(Source records)
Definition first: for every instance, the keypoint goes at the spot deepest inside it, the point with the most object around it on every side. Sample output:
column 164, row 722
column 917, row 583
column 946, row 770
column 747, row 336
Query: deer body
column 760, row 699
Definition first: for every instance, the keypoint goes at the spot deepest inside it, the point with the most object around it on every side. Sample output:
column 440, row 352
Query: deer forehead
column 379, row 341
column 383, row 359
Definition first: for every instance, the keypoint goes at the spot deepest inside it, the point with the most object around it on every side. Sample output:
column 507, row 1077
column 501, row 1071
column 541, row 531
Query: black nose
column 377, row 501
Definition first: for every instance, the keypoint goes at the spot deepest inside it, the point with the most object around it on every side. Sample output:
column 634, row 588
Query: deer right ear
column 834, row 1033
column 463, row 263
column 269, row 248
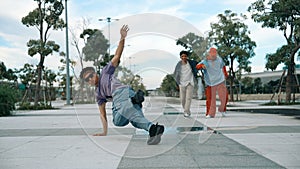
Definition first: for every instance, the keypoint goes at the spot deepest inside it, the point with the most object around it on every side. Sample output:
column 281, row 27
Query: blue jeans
column 124, row 111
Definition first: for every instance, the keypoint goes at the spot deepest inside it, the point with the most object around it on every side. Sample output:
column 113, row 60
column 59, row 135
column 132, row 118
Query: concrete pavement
column 62, row 139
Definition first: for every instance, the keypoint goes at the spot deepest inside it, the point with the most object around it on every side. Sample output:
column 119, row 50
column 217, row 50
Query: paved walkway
column 61, row 139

What the task requires: Exactly repeat the data above; the pictures do not belong in your copy.

Written reply:
Definition first: for every instance, the keypoint goes at the spot deepest inside it, the point with the most object around it on every side. Sample output:
column 164, row 722
column 917, row 583
column 946, row 770
column 747, row 336
Query: deer body
column 760, row 699
Definition first: for every instance, the keypoint goes at the spot deepest inside it, the point with the most object around it on every side. Sample output:
column 440, row 352
Query: deer forehead
column 379, row 341
column 383, row 359
Definition first: for every instance, the keypoint goes at the spot deepest inside it, the point with the most object around it on every side. Sample output:
column 507, row 1077
column 501, row 1071
column 541, row 531
Query: black nose
column 377, row 501
Definition first: for every instance, the keypoint goes at the spot deepest inside it, the point with the most object around it on every side. Sample output:
column 634, row 588
Query: deer right ear
column 834, row 1033
column 463, row 263
column 269, row 248
Definition first: for every instance, the keypoint goes at the spot deepest inside it, the point with the most object around it on every side. Sample output:
column 281, row 27
Query: blue jeans
column 124, row 111
Definition first: for every instance, the keypoint goes at the spot deepest inside it, the point with the most object around it on every side. Sample output:
column 113, row 60
column 59, row 135
column 132, row 118
Query: concrete pavement
column 62, row 139
Definition first: for every instance, the keypoint goes at the spot deepest inside it, the point with the most object around it on every side. Sample output:
column 119, row 50
column 217, row 50
Query: paved walkway
column 61, row 139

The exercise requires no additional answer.